» **Problem**
Copy each of the following items line for line, with no changes to any word, number, or spacing.

» **Provided data**
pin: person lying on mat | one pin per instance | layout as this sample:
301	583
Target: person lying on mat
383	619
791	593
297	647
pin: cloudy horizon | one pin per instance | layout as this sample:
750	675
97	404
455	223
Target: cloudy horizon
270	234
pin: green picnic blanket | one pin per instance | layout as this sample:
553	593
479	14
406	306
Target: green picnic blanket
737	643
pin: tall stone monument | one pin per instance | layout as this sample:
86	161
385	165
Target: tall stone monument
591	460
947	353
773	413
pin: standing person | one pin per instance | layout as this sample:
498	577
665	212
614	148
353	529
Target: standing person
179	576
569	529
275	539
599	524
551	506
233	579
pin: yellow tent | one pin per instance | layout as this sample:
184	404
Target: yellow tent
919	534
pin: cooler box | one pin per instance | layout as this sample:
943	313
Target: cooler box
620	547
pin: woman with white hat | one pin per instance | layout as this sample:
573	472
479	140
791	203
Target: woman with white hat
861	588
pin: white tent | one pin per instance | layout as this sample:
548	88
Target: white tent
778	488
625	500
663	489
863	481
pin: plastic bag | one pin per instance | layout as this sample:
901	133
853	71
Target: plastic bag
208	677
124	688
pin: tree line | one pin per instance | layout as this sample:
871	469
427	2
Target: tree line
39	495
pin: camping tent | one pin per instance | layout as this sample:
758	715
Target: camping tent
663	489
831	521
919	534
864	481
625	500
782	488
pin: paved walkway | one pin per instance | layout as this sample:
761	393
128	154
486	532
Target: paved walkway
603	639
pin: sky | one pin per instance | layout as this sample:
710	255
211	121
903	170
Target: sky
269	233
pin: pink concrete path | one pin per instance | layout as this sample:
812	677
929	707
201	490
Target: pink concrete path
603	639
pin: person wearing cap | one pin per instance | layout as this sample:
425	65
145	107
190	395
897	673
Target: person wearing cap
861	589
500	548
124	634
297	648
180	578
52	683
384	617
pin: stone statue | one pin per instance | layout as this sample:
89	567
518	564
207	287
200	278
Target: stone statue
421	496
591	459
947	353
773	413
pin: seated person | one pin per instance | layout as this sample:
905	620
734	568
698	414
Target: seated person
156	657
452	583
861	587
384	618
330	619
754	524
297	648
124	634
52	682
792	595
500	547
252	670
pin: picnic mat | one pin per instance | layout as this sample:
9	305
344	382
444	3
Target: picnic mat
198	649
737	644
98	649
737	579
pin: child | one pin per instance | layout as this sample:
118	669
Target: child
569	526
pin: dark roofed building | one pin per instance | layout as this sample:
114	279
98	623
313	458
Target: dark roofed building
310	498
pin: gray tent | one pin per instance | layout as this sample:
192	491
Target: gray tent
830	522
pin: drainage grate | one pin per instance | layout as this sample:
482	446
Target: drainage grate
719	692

» **Result for this task**
pin: person lying on mat | one pin per instance | layout as this sample:
301	583
Target: person lying on mat
383	619
791	593
297	647
pin: cloudy horizon | one pin per instance | layout as this sample:
750	675
97	404
455	223
Target: cloudy horizon
270	234
pin: green picnic blanket | one pin per instance | layout as this sample:
553	593
479	14
406	306
Target: green picnic blanket
737	643
pin: tall stone monument | one pin per instance | layout as this sample:
86	161
385	165
Target: tall stone monument
591	460
947	353
773	413
pin: standing person | one pin per instance | layout as this sample:
498	577
665	212
614	148
353	529
Target: standing person
179	576
569	529
275	539
599	524
551	506
233	579
pin: yellow tent | one pin per instance | layout as this sample:
184	404
Target: yellow tent
919	534
pin: cooler box | one pin per instance | layout as this sample:
943	313
Target: cooler box
620	547
pin: woman with white hat | one pin per instance | layout as this sample:
573	472
479	140
791	203
Target: woman with white hat
861	588
pin: white tent | one pin per instance | layout as this sample:
548	88
Target: white tent
778	488
625	500
663	489
863	481
pin: plastic bag | one pin per instance | layout as this sample:
901	133
853	71
Target: plastic bag
208	677
124	688
pin: tree line | one pin per instance | layout as this sample:
871	469
427	2
Target: tree line
39	495
pin: camping tent | one pin per instance | layout as this sample:
758	715
Target: camping tent
663	489
831	521
919	534
864	481
625	500
782	488
pin: paved walkway | one pin per instance | layout as this sample:
761	393
128	154
486	532
Target: paved walkway
603	639
pin: sky | one pin per instance | layout as this sample:
710	255
211	121
903	170
Target: sky
269	233
pin: pink concrete path | one pin per instance | layout as this sample:
812	677
929	707
201	490
Target: pink concrete path
603	639
pin: person wearing cap | one pin per instance | layout as this sample:
425	65
145	107
190	395
897	673
Target: person wearing cap
861	589
500	548
124	634
297	648
180	578
52	683
384	617
pin: stone statue | one pin per instance | layout as this sample:
89	567
518	564
207	287
200	278
Target: stone statue
421	496
591	459
947	353
773	413
pin: seated person | one pin per instance | layout as this sample:
905	620
734	568
698	414
Target: seated person
156	657
452	583
861	587
384	618
330	619
754	524
297	648
124	634
52	682
792	595
500	547
252	670
pin: picnic mat | one pin per instance | layout as this sample:
9	305
344	382
444	3
Target: picnic mat
198	649
737	644
98	649
737	579
pin: child | one pin per instance | layout as this sample:
118	669
Target: child
569	526
pin: dark roofed building | one pin per instance | layout as this sample:
114	279
98	623
313	458
Target: dark roofed building
310	498
pin: gray tent | one pin per instance | layout as this sample:
192	491
Target: gray tent
830	522
pin: drainage grate | one pin per instance | layout as this sample:
482	446
Target: drainage grate
719	692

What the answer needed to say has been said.